Object position labeling records:

--- Start ---

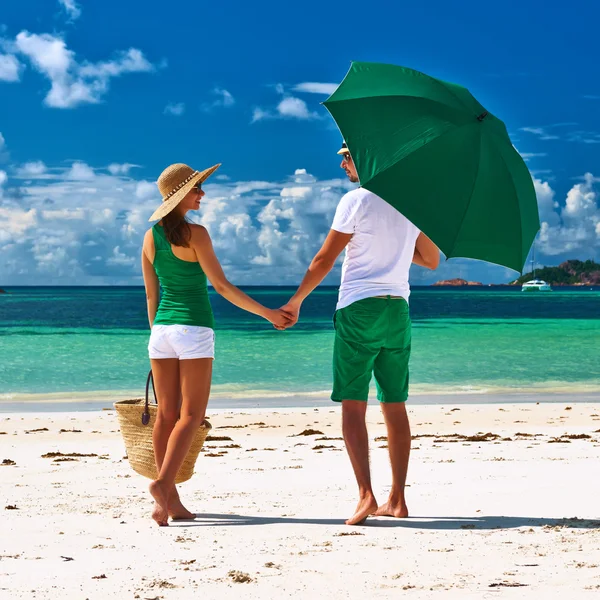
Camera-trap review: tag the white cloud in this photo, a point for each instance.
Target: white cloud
(526, 156)
(73, 83)
(10, 68)
(574, 228)
(72, 9)
(316, 88)
(83, 225)
(260, 114)
(31, 170)
(120, 169)
(175, 109)
(145, 190)
(288, 108)
(80, 172)
(295, 108)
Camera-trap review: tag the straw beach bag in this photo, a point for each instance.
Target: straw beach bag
(136, 420)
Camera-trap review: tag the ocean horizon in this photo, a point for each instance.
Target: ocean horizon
(87, 345)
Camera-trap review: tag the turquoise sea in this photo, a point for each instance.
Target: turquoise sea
(90, 344)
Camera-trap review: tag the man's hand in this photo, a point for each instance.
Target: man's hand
(280, 319)
(292, 310)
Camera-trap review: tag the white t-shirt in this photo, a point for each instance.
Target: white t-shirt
(379, 255)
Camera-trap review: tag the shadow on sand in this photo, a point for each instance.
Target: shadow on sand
(441, 523)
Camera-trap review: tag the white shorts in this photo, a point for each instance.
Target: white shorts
(184, 342)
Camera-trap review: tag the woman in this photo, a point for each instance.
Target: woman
(178, 257)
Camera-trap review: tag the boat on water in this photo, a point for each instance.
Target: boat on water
(536, 285)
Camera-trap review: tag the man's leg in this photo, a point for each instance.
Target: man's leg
(398, 429)
(392, 377)
(357, 444)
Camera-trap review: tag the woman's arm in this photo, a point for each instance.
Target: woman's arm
(426, 253)
(150, 283)
(202, 245)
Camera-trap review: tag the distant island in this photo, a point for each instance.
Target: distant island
(571, 272)
(457, 282)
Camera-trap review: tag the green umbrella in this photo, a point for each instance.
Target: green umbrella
(438, 156)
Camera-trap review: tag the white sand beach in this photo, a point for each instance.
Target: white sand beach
(504, 501)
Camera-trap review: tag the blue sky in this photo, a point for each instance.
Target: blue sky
(97, 98)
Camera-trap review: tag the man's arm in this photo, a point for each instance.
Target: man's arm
(426, 253)
(320, 266)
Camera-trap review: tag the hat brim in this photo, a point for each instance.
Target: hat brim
(168, 205)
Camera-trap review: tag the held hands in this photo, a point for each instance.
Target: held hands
(280, 319)
(284, 317)
(292, 311)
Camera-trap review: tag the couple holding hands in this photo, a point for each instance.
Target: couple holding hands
(372, 327)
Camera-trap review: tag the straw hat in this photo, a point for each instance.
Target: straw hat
(174, 183)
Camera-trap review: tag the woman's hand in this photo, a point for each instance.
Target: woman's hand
(279, 318)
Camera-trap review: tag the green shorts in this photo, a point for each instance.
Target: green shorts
(372, 336)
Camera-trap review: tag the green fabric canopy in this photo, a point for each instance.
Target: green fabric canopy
(438, 156)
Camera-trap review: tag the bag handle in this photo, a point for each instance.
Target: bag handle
(146, 413)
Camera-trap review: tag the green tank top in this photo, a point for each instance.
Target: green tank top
(184, 291)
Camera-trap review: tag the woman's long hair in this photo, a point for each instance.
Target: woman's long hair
(177, 229)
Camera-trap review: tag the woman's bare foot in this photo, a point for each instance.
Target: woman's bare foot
(160, 513)
(366, 506)
(179, 512)
(393, 508)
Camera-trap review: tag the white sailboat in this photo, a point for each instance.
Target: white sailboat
(535, 285)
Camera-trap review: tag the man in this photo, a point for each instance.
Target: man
(372, 325)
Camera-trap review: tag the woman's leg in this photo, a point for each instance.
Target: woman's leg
(195, 378)
(166, 383)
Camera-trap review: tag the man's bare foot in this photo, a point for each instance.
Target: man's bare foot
(160, 513)
(366, 506)
(393, 508)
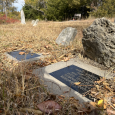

--- End ---

▶ _TASK REQUIREMENTS_: Pick out every line of the records that contains the string "blue". Case counts.

▶ _TASK RESPONSE_:
Camera-trap review: tag the blue sky in this photo, a point for each instance.
Target: blue sky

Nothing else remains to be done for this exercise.